PROVIDED RECORDS =
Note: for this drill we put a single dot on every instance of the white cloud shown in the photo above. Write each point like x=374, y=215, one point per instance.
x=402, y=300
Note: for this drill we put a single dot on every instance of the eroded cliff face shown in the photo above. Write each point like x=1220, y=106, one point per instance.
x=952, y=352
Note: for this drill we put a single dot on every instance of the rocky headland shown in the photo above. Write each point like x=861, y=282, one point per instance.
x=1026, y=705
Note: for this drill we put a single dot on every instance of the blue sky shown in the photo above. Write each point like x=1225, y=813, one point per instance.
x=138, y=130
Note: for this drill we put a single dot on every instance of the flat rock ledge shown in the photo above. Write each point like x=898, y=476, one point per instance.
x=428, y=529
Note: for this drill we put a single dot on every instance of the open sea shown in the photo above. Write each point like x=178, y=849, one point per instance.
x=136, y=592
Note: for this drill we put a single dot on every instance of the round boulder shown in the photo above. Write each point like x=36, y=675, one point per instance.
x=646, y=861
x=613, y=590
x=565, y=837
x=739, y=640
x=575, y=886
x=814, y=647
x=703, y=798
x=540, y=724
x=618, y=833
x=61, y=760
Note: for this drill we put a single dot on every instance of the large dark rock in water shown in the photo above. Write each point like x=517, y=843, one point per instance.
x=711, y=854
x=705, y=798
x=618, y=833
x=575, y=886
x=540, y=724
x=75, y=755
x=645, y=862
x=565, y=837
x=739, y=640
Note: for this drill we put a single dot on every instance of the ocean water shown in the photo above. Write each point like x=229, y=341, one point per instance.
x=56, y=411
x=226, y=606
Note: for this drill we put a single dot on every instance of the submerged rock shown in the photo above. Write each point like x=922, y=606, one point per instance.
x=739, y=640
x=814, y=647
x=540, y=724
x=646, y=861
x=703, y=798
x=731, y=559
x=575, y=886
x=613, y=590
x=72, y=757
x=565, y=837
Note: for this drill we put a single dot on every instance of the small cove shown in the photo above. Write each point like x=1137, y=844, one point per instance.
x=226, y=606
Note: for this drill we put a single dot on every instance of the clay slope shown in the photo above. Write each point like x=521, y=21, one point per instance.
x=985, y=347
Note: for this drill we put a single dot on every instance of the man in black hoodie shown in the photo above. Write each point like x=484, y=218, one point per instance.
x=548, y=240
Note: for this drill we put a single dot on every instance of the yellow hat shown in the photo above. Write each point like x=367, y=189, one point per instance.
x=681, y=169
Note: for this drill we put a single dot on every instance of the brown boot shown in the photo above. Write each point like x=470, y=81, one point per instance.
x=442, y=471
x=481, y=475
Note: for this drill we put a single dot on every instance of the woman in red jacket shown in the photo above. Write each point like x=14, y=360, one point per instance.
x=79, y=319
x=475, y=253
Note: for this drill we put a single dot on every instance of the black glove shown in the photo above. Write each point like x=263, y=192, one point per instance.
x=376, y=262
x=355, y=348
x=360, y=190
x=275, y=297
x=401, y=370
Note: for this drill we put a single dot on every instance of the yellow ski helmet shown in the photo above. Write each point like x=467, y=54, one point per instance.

TASK DETAILS = Rescale the listing above from its first line through the line that contains "x=402, y=300", including both ends, and reproduce every line in that span, requests and all. Multiply each coordinate in the answers by 2.45 and round to whole numbers, rounding halves up, while leaving the numbers in the requests and their sample points unchanged.

RESPONSE BELOW =
Note: for this drill we put a single dot on every instance of the white cloud shown in the photo above. Write each point like x=374, y=215, one point per instance.
x=985, y=735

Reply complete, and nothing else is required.